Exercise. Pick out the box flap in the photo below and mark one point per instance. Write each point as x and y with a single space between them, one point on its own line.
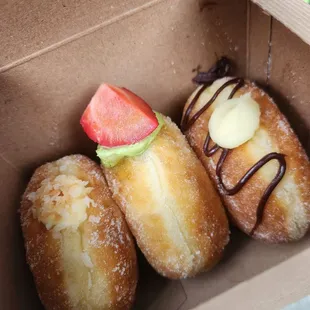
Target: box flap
294 14
32 27
286 283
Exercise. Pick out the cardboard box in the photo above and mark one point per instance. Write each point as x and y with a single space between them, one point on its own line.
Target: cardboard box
53 56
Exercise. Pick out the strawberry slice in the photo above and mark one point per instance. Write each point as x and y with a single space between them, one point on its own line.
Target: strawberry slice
116 116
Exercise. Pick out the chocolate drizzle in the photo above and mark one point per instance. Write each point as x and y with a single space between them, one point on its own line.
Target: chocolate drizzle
221 68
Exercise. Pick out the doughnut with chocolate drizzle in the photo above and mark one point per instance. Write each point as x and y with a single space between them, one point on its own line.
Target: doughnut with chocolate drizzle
221 69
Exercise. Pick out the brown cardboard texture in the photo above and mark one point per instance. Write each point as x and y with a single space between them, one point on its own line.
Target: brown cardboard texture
54 56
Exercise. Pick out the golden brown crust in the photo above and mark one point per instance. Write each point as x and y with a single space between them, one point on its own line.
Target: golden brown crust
171 206
287 212
63 280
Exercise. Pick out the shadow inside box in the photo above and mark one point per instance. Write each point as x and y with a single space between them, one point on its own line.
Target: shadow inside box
150 285
244 259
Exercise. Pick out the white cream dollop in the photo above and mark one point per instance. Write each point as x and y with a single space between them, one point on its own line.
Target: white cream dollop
61 202
234 121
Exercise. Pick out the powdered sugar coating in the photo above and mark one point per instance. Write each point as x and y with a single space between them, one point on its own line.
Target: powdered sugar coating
287 213
69 270
171 206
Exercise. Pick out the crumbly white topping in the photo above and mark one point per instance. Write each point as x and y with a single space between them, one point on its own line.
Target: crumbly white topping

§ INSTRUCTIONS TO FOLLOW: Reproduce the records word for word, starting at the line that contains "Exercise. Pick out the crumbly" and ending with the last line of the records.

§ TASK OUTPUT:
Exercise. Pick out the crumbly white topping in the photo above and mark one point per instance. Write each point as x and y with a single space between them, one point on its own line.
Target: crumbly white topping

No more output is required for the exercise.